▸ **Excerpted passage**
################

Supreme Court of Ohio
Jun 8, 1932
125 Ohio St. 487 (Ohio 1932)

Opinion

No. 23477

Decided June 8, 1932.

Municipal corporations — Civil service — Cleveland commissioner of cemeteries in classified service, when — Insufficient written reasons for discharge — Furnishing reasons for removing employee, mandatory.

IN MANDAMUS.

Messrs. Demson, Phillips Falsgraf, for relatrix.

Mr. W. George Kerr, director of law, and Mr. John Smith, for defendant.


This is an original action in mandamus in this court, wherein the relatrix prays for a writ of mandamus commanding the defendant to reinstate and restore her to the office of commissioner of cemeteries of the city of Cleveland.

The case was submitted to the court upon petition, answer, reply and stipulation of facts. It appears that the relatrix was first employed in the city cemetery department in 1900; that she took a civil service examination for that position in 1911, passed, and was placed in the classified list; that she was appointed secretary of the cemetery department in 1912, and on January 18, 1917, took a competitive examination for supervisor of cemeteries and was duly appointed to that position on March 22, 1917. On January 1, 1925, she was appointed commissioner of cemeteries and since that time has been continuously in that office. The duties performed by the relator as supervisor of cemeteries, and, later, as commissioner of cemeteries, were substantially the same.

The petition alleges that on March 12, 1932, she was wrongfully and unlawfully discharged from her office as commissioner of the division of cemeteries by the defendant, the director of parks and public property of the city. The pleadings on file contain a large number of provisions of the city charter, rules of the Civil Service Commission, and ordinances of the city which are claimed to have a bearing upon the legal questions presented. However, we will only refer to such of them as are necessary for the disposition of this case.

################

▸ **Exercise**
Transcribe the court opinion excerpt above in its entirety, reproducing every line, spelling, and mark of punctuation without alteration.

Annotation dataset entries:
################

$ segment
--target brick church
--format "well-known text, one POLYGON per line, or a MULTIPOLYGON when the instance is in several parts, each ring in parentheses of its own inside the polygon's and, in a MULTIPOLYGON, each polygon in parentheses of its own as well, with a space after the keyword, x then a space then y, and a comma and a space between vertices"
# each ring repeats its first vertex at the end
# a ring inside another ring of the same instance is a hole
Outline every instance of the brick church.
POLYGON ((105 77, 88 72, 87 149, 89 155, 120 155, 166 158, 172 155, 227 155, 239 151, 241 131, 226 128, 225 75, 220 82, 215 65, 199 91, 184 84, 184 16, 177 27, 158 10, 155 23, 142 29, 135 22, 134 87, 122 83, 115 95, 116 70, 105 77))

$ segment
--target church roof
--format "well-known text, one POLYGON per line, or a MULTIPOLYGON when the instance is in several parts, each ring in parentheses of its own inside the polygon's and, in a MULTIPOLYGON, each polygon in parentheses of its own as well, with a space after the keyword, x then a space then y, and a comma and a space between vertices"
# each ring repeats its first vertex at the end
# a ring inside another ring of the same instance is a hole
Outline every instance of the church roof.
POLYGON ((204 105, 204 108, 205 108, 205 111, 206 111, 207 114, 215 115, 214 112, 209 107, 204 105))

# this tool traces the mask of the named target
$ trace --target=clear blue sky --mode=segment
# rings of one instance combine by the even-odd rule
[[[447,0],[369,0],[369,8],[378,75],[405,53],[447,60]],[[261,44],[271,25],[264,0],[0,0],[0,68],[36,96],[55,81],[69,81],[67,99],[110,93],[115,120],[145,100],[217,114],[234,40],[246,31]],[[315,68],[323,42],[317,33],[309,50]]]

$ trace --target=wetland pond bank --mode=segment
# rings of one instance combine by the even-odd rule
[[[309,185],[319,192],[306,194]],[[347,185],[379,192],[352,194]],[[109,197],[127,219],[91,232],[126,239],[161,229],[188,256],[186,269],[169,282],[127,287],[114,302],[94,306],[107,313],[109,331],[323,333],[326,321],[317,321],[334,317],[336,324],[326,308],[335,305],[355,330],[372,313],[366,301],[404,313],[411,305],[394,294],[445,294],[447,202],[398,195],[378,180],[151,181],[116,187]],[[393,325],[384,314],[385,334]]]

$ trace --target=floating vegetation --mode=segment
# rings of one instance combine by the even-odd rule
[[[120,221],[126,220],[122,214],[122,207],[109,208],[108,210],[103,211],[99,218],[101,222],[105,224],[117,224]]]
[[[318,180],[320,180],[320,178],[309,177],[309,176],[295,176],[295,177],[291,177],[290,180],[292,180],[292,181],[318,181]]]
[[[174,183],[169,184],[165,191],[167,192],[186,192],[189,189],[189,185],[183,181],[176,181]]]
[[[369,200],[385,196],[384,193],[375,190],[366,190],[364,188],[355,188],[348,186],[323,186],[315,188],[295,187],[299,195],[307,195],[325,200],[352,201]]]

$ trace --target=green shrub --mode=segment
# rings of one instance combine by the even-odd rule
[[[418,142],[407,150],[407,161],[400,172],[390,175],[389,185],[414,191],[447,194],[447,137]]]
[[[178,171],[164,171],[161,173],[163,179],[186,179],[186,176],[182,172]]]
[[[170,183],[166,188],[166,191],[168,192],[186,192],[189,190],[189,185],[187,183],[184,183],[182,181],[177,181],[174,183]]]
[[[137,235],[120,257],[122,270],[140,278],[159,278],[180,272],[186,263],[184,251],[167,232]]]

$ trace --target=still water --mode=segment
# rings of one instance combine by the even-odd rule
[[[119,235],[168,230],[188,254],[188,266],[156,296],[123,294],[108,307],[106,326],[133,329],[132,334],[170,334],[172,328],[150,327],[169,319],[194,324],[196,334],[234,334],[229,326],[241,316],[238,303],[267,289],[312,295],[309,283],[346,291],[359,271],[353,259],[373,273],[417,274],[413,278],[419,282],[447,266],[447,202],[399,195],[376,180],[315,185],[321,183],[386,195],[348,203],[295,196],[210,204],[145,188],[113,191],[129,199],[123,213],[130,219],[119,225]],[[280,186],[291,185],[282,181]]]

################

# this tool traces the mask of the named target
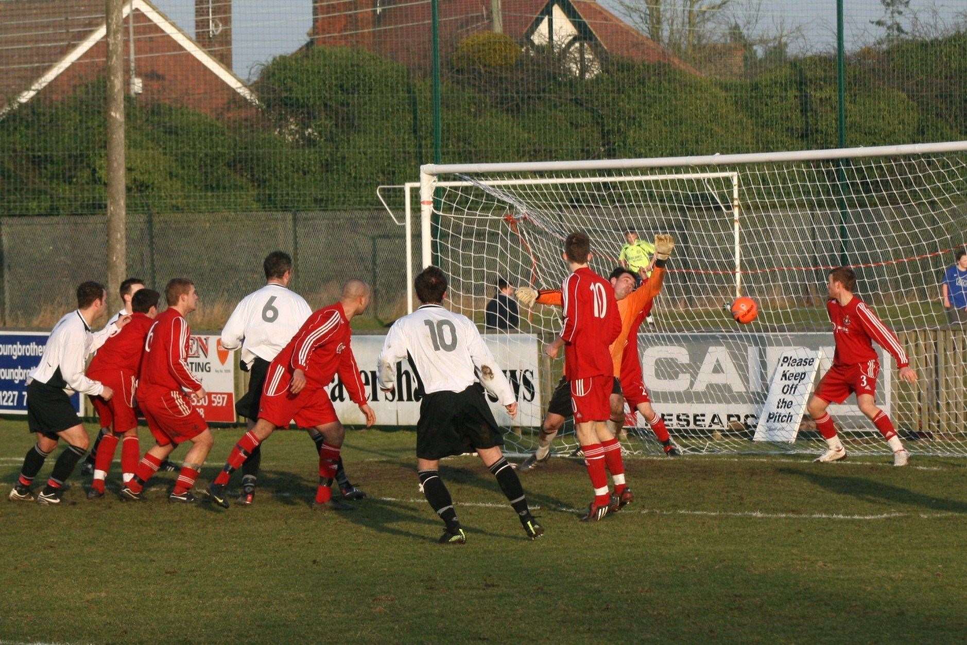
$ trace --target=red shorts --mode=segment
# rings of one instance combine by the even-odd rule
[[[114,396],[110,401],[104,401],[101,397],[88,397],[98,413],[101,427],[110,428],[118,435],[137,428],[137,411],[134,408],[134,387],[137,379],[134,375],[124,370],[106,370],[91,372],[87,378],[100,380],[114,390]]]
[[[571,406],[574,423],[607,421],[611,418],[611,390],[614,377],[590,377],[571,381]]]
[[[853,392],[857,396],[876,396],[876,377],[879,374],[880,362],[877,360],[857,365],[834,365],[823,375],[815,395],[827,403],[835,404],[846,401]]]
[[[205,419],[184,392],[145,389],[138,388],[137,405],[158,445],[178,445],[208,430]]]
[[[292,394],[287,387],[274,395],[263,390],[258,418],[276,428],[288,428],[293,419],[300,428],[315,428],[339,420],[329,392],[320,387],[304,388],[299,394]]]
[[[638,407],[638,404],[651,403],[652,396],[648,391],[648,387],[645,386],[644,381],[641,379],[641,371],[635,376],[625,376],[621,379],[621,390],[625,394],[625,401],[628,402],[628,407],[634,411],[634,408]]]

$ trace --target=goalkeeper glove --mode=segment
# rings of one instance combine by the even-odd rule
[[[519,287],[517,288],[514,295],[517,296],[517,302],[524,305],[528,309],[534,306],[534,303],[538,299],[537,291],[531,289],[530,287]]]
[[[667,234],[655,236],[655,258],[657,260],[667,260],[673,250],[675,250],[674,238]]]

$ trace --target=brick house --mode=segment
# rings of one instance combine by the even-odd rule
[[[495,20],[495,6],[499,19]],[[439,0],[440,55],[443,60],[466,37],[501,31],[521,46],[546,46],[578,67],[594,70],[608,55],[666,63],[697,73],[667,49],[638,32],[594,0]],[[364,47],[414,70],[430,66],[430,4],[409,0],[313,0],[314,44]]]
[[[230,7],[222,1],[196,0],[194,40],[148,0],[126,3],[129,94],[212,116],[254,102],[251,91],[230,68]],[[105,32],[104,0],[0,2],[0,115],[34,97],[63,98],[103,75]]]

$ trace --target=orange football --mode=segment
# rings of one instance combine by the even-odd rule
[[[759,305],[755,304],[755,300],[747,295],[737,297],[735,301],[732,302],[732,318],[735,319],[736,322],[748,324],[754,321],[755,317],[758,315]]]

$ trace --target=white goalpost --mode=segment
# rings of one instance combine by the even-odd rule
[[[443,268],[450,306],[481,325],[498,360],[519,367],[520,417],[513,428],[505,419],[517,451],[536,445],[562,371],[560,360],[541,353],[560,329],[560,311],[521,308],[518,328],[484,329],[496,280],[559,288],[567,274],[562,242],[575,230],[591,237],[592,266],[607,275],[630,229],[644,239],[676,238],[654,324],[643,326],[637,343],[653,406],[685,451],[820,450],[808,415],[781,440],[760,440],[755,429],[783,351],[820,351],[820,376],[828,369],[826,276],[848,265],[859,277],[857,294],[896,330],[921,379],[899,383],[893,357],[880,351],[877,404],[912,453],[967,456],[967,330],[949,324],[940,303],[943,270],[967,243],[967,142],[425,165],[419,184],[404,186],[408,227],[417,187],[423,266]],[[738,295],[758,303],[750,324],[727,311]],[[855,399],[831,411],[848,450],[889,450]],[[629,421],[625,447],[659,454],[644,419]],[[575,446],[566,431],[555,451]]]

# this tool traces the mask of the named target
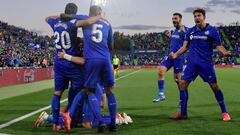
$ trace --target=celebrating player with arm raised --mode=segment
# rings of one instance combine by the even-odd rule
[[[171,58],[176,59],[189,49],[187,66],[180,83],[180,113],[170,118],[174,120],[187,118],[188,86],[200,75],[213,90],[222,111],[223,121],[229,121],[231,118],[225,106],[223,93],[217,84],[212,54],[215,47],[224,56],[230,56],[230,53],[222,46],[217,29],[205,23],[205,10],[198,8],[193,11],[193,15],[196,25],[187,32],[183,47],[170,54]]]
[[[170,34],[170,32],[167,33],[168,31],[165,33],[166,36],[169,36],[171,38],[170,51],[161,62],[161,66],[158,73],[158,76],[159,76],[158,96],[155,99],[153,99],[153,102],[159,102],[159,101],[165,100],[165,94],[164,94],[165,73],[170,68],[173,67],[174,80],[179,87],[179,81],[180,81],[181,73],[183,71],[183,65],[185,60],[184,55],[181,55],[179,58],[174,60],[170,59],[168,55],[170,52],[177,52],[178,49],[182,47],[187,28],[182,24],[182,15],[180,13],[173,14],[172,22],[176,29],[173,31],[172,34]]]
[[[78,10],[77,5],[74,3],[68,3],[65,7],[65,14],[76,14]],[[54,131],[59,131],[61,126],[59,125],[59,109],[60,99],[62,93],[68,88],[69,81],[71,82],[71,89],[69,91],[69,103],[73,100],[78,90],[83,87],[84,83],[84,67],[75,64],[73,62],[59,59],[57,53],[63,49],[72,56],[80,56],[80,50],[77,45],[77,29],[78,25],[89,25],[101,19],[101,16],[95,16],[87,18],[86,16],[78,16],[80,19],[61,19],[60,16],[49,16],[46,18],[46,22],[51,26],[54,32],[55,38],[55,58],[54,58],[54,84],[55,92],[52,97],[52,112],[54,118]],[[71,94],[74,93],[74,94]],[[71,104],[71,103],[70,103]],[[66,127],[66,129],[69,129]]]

################

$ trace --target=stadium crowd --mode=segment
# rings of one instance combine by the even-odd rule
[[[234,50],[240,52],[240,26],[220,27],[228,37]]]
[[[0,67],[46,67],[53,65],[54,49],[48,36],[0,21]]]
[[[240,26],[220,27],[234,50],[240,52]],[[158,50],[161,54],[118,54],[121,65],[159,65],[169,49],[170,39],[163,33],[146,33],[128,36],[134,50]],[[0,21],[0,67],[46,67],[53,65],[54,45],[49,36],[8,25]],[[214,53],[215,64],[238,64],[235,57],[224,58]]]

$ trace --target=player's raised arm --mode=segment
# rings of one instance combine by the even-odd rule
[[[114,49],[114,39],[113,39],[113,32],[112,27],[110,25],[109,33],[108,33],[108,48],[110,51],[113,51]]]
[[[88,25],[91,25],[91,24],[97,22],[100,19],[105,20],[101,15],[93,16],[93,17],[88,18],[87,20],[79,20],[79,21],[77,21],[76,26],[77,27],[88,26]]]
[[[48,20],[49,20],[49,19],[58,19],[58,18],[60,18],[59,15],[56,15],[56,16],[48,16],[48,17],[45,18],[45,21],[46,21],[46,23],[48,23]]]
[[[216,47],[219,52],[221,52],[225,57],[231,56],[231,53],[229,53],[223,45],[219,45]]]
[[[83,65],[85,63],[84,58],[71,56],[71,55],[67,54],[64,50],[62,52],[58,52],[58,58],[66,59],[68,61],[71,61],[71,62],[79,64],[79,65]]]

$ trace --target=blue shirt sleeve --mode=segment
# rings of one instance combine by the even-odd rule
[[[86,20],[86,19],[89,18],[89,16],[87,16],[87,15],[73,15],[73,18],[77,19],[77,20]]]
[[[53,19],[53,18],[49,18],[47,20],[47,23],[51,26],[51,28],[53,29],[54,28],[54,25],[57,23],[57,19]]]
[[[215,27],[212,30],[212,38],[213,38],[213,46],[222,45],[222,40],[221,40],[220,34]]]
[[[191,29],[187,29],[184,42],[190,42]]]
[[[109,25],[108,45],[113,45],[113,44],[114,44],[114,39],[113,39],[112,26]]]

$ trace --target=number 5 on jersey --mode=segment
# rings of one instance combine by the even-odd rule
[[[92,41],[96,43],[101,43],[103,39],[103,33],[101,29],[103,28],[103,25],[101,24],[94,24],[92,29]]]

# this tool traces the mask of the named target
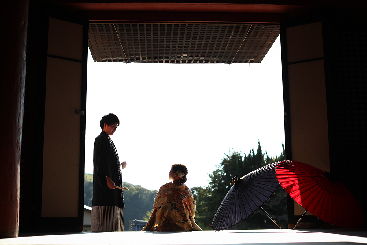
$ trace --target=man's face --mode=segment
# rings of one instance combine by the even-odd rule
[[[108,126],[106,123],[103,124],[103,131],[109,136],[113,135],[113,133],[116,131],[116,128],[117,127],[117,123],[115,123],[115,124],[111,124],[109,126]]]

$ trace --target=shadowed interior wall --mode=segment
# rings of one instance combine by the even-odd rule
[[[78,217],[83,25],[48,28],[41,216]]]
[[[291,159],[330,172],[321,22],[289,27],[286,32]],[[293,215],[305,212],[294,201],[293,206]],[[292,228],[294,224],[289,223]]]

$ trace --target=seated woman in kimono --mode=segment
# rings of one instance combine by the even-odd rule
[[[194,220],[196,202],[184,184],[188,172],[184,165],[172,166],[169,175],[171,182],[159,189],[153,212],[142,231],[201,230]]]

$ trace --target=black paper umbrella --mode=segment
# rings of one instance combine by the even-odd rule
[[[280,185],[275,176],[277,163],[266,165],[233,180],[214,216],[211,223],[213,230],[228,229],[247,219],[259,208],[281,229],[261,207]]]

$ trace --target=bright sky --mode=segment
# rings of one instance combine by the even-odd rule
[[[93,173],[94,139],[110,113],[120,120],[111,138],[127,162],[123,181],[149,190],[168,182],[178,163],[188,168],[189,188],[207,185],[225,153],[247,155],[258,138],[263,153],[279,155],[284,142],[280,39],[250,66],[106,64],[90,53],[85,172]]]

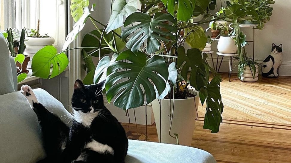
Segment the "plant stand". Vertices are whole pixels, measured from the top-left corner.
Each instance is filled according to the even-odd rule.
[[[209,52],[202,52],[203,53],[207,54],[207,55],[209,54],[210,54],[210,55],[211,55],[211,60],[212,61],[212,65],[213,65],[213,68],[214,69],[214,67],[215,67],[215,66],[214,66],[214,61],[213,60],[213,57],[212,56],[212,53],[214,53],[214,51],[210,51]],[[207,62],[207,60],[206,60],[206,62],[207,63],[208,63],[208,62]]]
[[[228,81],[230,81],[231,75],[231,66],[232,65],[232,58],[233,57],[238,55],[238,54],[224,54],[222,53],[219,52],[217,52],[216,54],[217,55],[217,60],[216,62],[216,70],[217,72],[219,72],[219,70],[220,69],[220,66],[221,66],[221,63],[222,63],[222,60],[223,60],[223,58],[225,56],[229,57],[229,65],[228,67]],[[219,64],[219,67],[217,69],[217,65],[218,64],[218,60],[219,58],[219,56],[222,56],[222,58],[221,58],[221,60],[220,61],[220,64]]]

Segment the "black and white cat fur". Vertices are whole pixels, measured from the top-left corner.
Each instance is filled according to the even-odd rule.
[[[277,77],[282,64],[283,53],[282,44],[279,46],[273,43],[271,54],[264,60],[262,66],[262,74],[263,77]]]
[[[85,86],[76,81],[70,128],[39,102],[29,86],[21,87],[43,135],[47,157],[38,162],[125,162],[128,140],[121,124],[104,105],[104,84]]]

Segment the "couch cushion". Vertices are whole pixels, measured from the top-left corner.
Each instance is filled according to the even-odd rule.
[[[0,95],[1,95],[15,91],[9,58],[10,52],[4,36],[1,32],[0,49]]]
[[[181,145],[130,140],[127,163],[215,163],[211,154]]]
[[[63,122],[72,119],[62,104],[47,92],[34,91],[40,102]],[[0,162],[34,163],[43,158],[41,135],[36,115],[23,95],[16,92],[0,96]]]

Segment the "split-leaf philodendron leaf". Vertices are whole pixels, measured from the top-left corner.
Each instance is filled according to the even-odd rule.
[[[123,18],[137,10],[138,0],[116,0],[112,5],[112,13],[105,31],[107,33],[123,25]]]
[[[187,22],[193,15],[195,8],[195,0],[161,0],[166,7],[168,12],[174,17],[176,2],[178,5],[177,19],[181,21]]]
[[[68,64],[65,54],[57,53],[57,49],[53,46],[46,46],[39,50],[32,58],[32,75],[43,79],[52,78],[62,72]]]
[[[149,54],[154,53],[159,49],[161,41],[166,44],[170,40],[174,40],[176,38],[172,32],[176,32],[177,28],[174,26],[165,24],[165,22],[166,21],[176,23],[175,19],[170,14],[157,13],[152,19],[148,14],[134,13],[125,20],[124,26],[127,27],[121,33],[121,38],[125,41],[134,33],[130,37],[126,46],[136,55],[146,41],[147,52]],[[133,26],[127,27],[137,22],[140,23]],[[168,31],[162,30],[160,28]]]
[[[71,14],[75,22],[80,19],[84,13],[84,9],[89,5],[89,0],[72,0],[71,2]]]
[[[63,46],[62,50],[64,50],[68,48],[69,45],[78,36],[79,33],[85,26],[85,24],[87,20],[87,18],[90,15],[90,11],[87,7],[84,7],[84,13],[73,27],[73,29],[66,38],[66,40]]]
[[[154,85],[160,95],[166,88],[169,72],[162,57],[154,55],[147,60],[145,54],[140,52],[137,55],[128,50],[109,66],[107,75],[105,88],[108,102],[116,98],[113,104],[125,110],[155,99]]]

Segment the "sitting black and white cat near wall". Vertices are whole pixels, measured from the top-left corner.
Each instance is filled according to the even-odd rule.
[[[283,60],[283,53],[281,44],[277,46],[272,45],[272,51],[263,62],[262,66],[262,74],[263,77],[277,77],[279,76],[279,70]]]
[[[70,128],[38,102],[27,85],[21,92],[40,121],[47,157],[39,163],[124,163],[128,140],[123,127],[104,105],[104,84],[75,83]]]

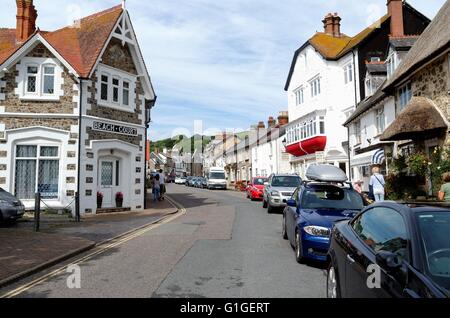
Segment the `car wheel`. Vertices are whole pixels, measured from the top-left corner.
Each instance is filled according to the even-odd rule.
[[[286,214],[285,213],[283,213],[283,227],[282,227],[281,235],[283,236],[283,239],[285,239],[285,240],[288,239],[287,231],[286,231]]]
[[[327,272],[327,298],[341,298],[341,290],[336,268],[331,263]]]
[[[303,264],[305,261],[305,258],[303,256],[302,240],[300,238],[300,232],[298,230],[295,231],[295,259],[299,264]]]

################

▸ **Correct answer**
Supreme Court of Ohio
Jun 8, 1932
125 Ohio St. 487 (Ohio 1932)

Opinion

No. 23477

Decided June 8, 1932.

Municipal corporations — Civil service — Cleveland commissioner of cemeteries in classified service, when — Insufficient written reasons for discharge — Furnishing reasons for removing employee, mandatory.

IN MANDAMUS.

Messrs. Demson, Phillips Falsgraf, for relatrix.

Mr. W. George Kerr, director of law, and Mr. John Smith, for defendant.


This is an original action in mandamus in this court, wherein the relatrix prays for a writ of mandamus commanding the defendant to reinstate and restore her to the office of commissioner of cemeteries of the city of Cleveland.

The case was submitted to the court upon petition, answer, reply and stipulation of facts. It appears that the relatrix was first employed in the city cemetery department in 1900; that she took a civil service examination for that position in 1911, passed, and was placed in the classified list; that she was appointed secretary of the cemetery department in 1912, and on January 18, 1917, took a competitive examination for supervisor of cemeteries and was duly appointed to that position on March 22, 1917. On January 1, 1925, she was appointed commissioner of cemeteries and since that time has been continuously in that office. The duties performed by the relator as supervisor of cemeteries, and, later, as commissioner of cemeteries, were substantially the same.

The petition alleges that on March 12, 1932, she was wrongfully and unlawfully discharged from her office as commissioner of the division of cemeteries by the defendant, the director of parks and public property of the city. The pleadings on file contain a large number of provisions of the city charter, rules of the Civil Service Commission, and ordinances of the city which are claimed to have a bearing upon the legal questions presented. However, we will only refer to such of them as are necessary for the disposition of this case.